Document section:
The Hiroshima Maidens are a group of 25 Japanese women who were school age girls when they were seriously disfigured as a result of the thermal flash of the fission bomb dropped on Hiroshima on the morning of August 6, 1945. They subsequently went on a highly publicized journey to get reconstructive surgery in the US in 1955.
Keloid scars from their burns marred their faces and many of their hand burns healed into bent claw-like positions. These women, as well as the other citizens affected by the A-bomb, were referred to as hibakusha, meaning "explosion-affected people".
By 1951, Hiroshima bomb survivor Shigeko Niimoto had endured several unsuccessful Japanese operations to repair scarring on her face. Following a Christian church meeting with Reverend Kiyoshi Tanimoto, he invited her to a meeting of bomb-affected people. Upon arriving and finding the meetings discussion too political for her tastes, Niimoto suggested to Rev. Tanimoto that they form a support group for the dozen or so young women who he knew with similar injuries and concerns. Soon they were meeting regularly in the basement of his church. The women had all experienced similar lives following the war, such as being hidden from view by parents, stared at when they ventured outside, unwanted by employers, and rejected as potential wives for fear they were genetically damaged. As Tanimoto had gained some fame in America as a subject of a celebrated 1946 magazine/book article by journalist John Hersey titled Hiroshima, Tanimoto joined American journalists to create a charitable foundation to help victims of Hiroshima and "explore the ways of peace."

Task statement: Copy out the entire passage on the Hiroshima Maidens verbatim. The listing that comes next is separate material and has no connection to the passage on the Hiroshima Maidens.

Excerpted records:
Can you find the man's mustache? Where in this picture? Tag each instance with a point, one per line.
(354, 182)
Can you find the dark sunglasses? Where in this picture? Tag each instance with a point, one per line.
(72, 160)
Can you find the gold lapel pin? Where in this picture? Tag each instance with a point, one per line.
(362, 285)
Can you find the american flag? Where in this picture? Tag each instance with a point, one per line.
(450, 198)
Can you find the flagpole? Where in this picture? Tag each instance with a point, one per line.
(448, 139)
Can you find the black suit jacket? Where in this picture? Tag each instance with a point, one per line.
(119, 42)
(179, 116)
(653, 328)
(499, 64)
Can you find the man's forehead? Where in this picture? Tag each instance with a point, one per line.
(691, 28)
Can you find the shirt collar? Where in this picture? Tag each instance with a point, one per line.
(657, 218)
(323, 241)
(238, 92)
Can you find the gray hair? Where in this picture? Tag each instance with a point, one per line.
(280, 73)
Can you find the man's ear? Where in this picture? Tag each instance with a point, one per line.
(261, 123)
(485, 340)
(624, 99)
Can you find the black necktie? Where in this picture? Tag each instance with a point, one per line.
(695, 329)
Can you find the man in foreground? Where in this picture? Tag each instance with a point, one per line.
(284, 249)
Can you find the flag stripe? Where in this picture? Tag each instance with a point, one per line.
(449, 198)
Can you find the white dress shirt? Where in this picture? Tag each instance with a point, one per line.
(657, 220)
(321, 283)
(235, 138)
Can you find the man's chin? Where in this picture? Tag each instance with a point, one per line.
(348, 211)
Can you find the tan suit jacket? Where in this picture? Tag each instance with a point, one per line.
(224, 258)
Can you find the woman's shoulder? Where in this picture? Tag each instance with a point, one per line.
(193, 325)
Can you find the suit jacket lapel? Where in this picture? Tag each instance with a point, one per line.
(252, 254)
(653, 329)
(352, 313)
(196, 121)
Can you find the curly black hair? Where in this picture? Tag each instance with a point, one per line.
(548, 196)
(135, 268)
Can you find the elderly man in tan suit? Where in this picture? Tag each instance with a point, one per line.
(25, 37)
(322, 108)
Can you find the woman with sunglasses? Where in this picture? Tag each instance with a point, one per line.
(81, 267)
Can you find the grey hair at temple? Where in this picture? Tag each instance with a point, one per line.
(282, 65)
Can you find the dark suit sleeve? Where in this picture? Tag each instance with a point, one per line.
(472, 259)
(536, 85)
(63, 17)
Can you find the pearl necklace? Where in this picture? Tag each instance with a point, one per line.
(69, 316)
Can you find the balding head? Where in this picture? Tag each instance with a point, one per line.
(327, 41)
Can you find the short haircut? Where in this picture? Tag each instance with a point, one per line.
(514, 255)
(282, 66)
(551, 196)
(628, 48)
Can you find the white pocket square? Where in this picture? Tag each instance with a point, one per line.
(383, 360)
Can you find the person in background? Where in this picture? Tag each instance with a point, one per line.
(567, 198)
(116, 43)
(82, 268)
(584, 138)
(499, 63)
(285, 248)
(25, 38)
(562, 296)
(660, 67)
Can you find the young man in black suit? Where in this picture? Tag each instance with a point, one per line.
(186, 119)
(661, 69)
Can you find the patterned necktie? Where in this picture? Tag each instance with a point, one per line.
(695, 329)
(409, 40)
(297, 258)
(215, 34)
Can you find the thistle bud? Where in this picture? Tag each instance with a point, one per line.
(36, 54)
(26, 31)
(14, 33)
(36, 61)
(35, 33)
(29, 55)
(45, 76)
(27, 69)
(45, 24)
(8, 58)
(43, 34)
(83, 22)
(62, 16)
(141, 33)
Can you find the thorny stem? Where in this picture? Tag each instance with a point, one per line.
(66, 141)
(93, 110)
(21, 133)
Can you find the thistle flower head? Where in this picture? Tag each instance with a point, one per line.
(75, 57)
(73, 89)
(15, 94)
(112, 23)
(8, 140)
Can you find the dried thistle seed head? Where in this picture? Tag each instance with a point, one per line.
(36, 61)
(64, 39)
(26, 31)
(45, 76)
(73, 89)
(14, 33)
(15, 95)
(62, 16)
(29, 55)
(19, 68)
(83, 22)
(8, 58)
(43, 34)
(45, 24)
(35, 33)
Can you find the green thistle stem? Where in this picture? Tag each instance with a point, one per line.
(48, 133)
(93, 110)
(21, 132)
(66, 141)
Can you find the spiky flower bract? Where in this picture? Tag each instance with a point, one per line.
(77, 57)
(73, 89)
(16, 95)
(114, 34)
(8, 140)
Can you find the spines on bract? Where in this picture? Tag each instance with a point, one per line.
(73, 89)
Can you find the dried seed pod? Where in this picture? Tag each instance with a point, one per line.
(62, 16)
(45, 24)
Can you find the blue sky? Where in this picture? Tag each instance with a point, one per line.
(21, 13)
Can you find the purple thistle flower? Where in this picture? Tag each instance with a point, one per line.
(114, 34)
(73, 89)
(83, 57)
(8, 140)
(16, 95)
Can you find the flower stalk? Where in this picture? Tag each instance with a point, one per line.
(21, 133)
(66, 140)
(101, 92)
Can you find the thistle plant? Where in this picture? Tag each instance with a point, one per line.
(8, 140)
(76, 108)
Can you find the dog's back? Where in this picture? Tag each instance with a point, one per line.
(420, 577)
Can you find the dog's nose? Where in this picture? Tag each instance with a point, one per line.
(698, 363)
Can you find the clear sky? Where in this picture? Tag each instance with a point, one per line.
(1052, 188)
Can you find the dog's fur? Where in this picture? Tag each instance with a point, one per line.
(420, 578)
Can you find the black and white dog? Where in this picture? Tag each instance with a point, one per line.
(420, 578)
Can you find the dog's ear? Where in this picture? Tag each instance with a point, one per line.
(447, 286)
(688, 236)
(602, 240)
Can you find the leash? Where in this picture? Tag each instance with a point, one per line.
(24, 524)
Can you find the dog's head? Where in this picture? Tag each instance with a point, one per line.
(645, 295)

Response area:
The Hiroshima Maidens are a group of 25 Japanese women who were school age girls when they were seriously disfigured as a result of the thermal flash of the fission bomb dropped on Hiroshima on the morning of August 6, 1945. They subsequently went on a highly publicized journey to get reconstructive surgery in the US in 1955.
Keloid scars from their burns marred their faces and many of their hand burns healed into bent claw-like positions. These women, as well as the other citizens affected by the A-bomb, were referred to as hibakusha, meaning "explosion-affected people".
By 1951, Hiroshima bomb survivor Shigeko Niimoto had endured several unsuccessful Japanese operations to repair scarring on her face. Following a Christian church meeting with Reverend Kiyoshi Tanimoto, he invited her to a meeting of bomb-affected people. Upon arriving and finding the meetings discussion too political for her tastes, Niimoto suggested to Rev. Tanimoto that they form a support group for the dozen or so young women who he knew with similar injuries and concerns. Soon they were meeting regularly in the basement of his church. The women had all experienced similar lives following the war, such as being hidden from view by parents, stared at when they ventured outside, unwanted by employers, and rejected as potential wives for fear they were genetically damaged. As Tanimoto had gained some fame in America as a subject of a celebrated 1946 magazine/book article by journalist John Hersey titled Hiroshima, Tanimoto joined American journalists to create a charitable foundation to help victims of Hiroshima and "explore the ways of peace."